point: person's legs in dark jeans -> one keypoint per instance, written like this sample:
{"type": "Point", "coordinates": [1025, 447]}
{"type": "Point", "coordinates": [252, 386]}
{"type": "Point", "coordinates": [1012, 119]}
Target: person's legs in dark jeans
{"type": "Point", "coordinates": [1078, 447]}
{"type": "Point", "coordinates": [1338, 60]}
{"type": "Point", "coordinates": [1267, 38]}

...

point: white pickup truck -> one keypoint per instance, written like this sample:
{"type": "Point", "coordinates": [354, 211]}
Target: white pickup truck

==

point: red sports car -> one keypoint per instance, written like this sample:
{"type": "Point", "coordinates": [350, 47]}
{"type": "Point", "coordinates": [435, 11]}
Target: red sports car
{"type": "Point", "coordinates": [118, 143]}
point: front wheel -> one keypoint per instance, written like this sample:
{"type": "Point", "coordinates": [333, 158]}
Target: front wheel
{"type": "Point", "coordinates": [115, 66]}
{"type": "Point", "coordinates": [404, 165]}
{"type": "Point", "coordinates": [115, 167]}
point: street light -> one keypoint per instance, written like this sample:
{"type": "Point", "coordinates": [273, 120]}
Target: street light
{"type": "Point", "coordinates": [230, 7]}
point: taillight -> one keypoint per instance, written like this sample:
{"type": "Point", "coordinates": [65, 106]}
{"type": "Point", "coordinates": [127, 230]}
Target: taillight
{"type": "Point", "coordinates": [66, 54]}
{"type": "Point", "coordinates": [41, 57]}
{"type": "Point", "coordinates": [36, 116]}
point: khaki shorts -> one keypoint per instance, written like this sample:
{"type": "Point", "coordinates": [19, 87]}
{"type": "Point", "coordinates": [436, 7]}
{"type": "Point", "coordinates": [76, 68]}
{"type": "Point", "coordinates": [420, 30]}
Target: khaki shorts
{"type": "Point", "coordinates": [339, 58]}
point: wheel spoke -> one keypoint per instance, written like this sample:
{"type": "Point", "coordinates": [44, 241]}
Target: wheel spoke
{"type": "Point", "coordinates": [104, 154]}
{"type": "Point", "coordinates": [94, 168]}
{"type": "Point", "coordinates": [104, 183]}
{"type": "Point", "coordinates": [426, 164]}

• _Problem_:
Print the lines of the items starting at the line that contains "point: khaki shorts" and ending after the line that contains "Target: khaki shorts", with both of those lines included and every line copied without any change.

• _Correct result_:
point: khaki shorts -> one keypoint per instance, written like this sample:
{"type": "Point", "coordinates": [19, 87]}
{"type": "Point", "coordinates": [436, 7]}
{"type": "Point", "coordinates": [76, 68]}
{"type": "Point", "coordinates": [420, 30]}
Target: khaki shorts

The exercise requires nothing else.